* Start Data entries *

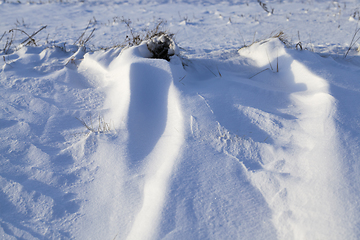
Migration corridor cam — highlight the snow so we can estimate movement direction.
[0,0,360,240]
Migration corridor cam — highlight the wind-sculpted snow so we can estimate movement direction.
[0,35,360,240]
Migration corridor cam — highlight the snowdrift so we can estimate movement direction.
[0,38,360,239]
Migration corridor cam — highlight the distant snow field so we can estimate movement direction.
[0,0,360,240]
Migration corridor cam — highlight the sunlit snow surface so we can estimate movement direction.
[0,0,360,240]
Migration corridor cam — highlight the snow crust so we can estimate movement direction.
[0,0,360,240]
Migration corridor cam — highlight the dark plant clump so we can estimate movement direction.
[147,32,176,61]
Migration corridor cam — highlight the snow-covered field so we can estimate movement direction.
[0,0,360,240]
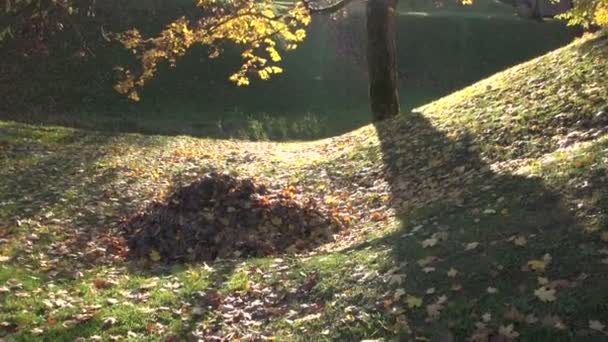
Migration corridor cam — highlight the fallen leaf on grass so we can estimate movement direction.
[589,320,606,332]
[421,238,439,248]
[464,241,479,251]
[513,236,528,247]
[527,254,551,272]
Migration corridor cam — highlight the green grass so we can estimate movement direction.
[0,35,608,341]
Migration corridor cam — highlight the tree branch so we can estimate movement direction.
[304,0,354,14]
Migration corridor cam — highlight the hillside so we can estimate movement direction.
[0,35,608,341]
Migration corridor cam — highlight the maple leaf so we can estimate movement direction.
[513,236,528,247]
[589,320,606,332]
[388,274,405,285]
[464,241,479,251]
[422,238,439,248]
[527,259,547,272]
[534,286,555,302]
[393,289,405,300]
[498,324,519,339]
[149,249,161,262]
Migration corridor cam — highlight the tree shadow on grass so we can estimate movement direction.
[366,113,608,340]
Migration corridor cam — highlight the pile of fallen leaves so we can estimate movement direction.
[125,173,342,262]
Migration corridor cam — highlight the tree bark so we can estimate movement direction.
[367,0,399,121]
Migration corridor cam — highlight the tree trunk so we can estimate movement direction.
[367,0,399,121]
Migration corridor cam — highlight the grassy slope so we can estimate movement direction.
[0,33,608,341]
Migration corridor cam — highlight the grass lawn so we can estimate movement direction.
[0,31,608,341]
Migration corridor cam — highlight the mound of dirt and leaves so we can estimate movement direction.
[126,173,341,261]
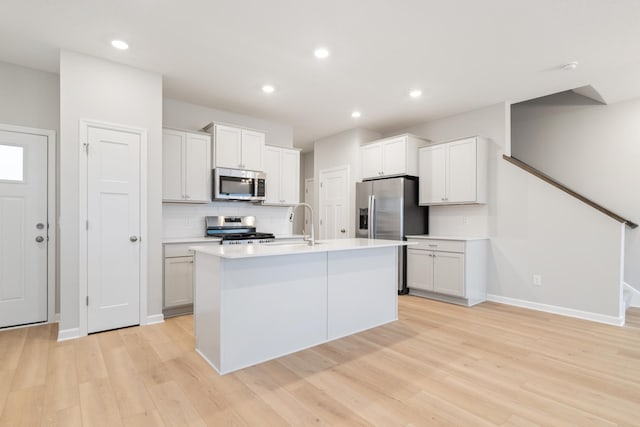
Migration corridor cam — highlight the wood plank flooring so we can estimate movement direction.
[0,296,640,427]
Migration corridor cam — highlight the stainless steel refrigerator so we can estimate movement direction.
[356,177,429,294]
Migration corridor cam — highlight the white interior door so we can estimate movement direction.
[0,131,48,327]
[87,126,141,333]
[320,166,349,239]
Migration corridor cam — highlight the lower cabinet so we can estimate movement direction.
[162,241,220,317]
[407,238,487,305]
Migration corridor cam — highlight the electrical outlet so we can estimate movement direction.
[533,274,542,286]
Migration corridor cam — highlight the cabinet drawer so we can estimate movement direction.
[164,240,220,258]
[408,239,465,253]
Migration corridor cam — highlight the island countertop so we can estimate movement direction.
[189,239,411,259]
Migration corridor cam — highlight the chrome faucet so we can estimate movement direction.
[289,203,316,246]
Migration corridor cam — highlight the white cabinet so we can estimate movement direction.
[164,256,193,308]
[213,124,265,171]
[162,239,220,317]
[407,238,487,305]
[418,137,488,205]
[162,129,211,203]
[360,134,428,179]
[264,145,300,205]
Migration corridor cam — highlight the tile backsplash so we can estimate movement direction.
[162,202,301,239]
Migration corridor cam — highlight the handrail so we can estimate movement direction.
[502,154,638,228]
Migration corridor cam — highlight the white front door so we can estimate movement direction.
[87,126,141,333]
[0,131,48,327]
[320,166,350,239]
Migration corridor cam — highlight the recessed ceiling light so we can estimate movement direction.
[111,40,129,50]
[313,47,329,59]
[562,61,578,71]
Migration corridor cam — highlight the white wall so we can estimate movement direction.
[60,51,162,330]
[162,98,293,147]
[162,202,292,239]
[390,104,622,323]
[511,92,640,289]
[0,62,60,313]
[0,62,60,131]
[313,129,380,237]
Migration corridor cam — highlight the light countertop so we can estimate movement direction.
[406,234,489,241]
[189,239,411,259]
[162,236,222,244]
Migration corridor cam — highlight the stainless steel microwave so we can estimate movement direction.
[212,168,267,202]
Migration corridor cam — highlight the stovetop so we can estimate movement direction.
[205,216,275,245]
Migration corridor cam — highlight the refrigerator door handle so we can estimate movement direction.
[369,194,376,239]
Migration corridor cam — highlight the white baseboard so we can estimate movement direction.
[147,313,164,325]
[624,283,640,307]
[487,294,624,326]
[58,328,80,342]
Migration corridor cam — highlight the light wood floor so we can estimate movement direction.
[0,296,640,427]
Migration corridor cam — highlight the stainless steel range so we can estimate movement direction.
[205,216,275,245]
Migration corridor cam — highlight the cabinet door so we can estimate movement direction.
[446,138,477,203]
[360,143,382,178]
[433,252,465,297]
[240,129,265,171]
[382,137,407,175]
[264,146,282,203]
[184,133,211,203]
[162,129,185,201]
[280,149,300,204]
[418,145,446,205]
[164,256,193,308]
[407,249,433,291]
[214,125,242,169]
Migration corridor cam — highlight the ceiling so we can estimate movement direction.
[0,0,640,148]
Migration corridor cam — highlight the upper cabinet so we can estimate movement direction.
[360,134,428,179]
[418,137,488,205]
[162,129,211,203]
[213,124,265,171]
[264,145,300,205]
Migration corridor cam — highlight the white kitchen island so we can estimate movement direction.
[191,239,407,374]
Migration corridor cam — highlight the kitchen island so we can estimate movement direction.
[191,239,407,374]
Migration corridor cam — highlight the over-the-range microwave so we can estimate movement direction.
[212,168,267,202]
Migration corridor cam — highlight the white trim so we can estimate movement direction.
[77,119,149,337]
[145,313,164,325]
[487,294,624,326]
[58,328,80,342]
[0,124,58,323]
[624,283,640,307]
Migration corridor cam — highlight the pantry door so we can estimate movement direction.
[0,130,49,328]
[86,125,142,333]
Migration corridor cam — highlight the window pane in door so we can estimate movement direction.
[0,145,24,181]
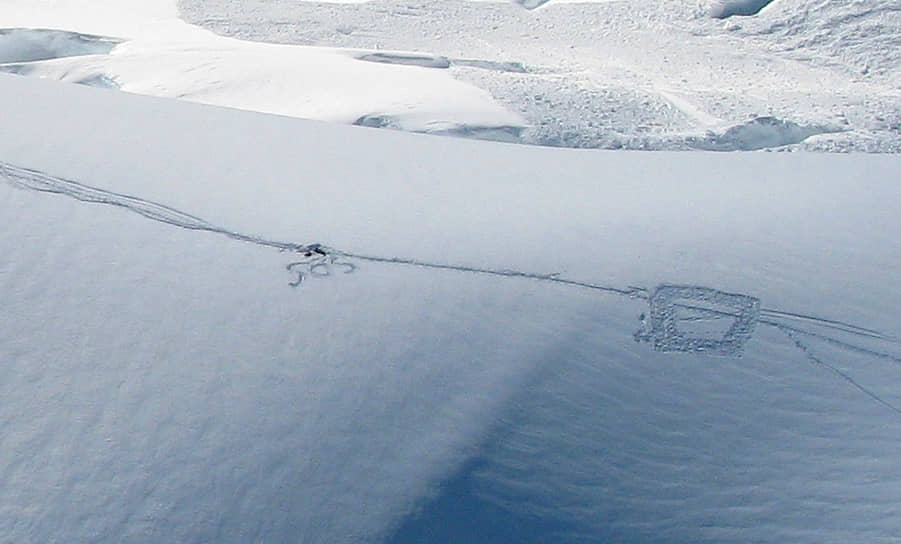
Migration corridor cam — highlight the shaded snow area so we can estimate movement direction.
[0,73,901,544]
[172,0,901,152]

* End Data entries *

» What the task asks: Rewrite every line above, replacing "movement direction" with "direction of travel" and leaving everything else unchanged. Omit the pictures from your answer.

» Exercise answer:
Migration corridor cam — highlight the snow so we can estimate direction of travel.
[0,0,360,240]
Migration corridor cam — highlight the wind-sculpted snow so we can estimate direction of travel.
[0,35,360,240]
Migration corridor cam — highlight the snowdrift so we can estimate direction of travel.
[0,38,360,239]
Migration corridor cam — highlight the distant snow field so we can estimate direction of travel.
[0,0,360,240]
Migration corridor cam — highlight the sunlit snow surface so we can estimate direction of travel.
[0,0,360,240]
Migration corridor cam — highlight the snow crust so we can estimate direction of travel.
[0,0,360,240]
Migration corridor cam — highlight the dark plant clump so we can estimate direction of travel.
[147,32,176,61]
Migration corridor cam — highlight the snow-covered field so we can estimate direction of travel.
[0,0,360,240]
Migration corridor cam — highlight the fallen leaf on grass so we can estimate direction of travel.
[589,320,606,332]
[421,238,439,248]
[464,241,479,251]
[513,236,528,247]
[527,254,551,272]
Migration corridor cam — highlight the green grass so we can estimate direction of travel.
[0,35,608,341]
Migration corridor cam — highlight the tree branch so we can estimate direction of travel.
[304,0,354,14]
Migration corridor cam — highlight the hillside so we can estimate direction of travel.
[0,35,608,341]
Migration corridor cam — highlight the maple leaf so we can estimate direction of travel.
[513,236,528,247]
[589,320,606,332]
[388,274,405,285]
[464,241,479,251]
[422,238,439,248]
[527,259,547,272]
[534,286,555,302]
[393,289,405,300]
[498,324,519,339]
[149,249,161,262]
Migration corridor cam — highlight the tree shadow on grass so we can estimate direction of travel.
[366,113,608,340]
Migration corridor cam — highlight the pile of fallen leaves so we can estimate direction of travel.
[125,173,342,262]
Migration corridor cam — highlight the tree bark so we can estimate direction of travel.
[367,0,399,121]
Migration corridor cam — highlight the tree trunk so we can estimate direction of travel.
[367,0,399,121]
Migration corridor cam — highlight the grassy slope so we can estimate direction of travel.
[0,33,608,341]
Migration corridor cam — highlight the grass lawn so we can estimate direction of travel.
[0,31,608,341]
Migration corridor cam — highlight the mound of dirt and leaves so we can estimate direction of travel.
[126,173,341,261]
Migration corridor cam — highlight the wood plank flooring so we can estimate direction of travel.
[0,296,640,427]
Migration corridor cam — highlight the stainless steel refrigerator so we can estimate direction of travel.
[356,177,429,294]
Migration corridor cam — highlight the white interior door so we can estimate direction of travel.
[0,131,48,327]
[87,126,141,333]
[320,166,349,239]
Migration corridor cam — highlight the lower cabinet so we can estimate direction of travel.
[162,241,220,317]
[407,238,487,305]
Migration corridor cam — highlight the electrical outlet so we can estimate direction of travel.
[533,274,542,286]
Migration corridor cam — highlight the cabinet drawer so we can estimate direction of travel.
[164,240,220,258]
[408,239,465,253]
Migration corridor cam — highlight the island countertop so we can estimate direction of travel.
[189,239,411,259]
Migration corridor cam — highlight the chrome faucet so we can estimate direction of travel.
[289,203,316,246]
Migration corridor cam — highlight the white cabinet so we can estimate direction of travel.
[164,256,193,308]
[213,124,265,171]
[162,239,220,317]
[407,238,487,305]
[418,137,488,205]
[162,129,211,203]
[360,134,428,179]
[264,145,300,205]
Migration corridor cam — highlight the tile backsplash so we can estimate direction of travel.
[162,202,301,239]
Migration corridor cam — highlight the handrail so we can estimate direction of travel.
[502,154,638,228]
Migration corridor cam — highlight the white front door so we can estimate direction of travel.
[87,126,141,333]
[0,131,48,327]
[320,166,350,239]
Migration corridor cam — highlight the recessed ceiling light so we can estimate direction of travel.
[111,40,129,50]
[313,47,329,59]
[562,61,578,71]
Migration corridor cam — highlight the white wall so we can estimate direction of travel.
[60,51,162,330]
[162,98,293,147]
[162,202,292,239]
[390,104,622,323]
[511,92,640,289]
[0,62,60,313]
[0,62,60,131]
[313,129,380,237]
Migration corridor cam — highlight the light countertop so we can estimate direction of travel.
[406,234,489,241]
[189,239,411,259]
[162,236,222,244]
Migration corridor cam — highlight the stainless steel microwave so we can estimate direction of travel.
[212,168,267,202]
Migration corridor cam — highlight the stovetop so we can estimate direction of travel.
[205,216,275,245]
Migration corridor cam — highlight the refrigerator door handle so we can estimate direction of travel.
[369,194,376,239]
Migration corridor cam — highlight the white baseboard so we can estimate direction of travel.
[147,313,164,325]
[624,283,640,307]
[487,294,624,326]
[58,328,80,342]
Migration corridor cam — highlight the light wood floor so we can estimate direction of travel.
[0,296,640,427]
Migration corridor cam — highlight the stainless steel range so we can estimate direction of travel.
[205,216,275,245]
Migration corridor cam — highlight the cabinet door so we can estimate direction of travel.
[446,138,477,203]
[360,143,382,178]
[433,252,465,297]
[240,129,265,171]
[382,137,407,175]
[264,146,282,203]
[184,133,211,203]
[162,129,185,201]
[280,149,300,204]
[418,145,446,205]
[164,256,193,308]
[407,249,433,291]
[214,125,242,169]
Migration corridor cam — highlight the ceiling so we can estimate direction of travel.
[0,0,640,148]
Migration corridor cam — highlight the upper cabinet so we can estimate direction of travel.
[360,134,428,179]
[418,137,488,205]
[162,129,211,203]
[213,124,265,171]
[264,145,300,205]
Migration corridor cam — highlight the white kitchen island so we can estimate direction of travel.
[191,239,407,374]
Migration corridor cam — highlight the kitchen island so we can estimate direction of travel.
[191,239,407,374]
Migration corridor cam — highlight the over-the-range microwave so we can estimate direction of travel.
[212,168,267,202]
Migration corridor cam — highlight the white trim so we can estimate direction of travel.
[77,119,149,337]
[145,313,164,325]
[487,294,624,326]
[58,328,80,342]
[0,124,58,323]
[624,283,640,307]
Migration corridor cam — highlight the pantry door so we can estimate direction of travel.
[0,130,49,328]
[86,125,142,333]
Migration corridor cam — highlight the window pane in door so we can estimate direction of travel.
[0,145,24,181]
Migration corridor cam — highlight the shaded snow area so we can estimate direction of travel.
[0,73,901,544]
[172,0,901,152]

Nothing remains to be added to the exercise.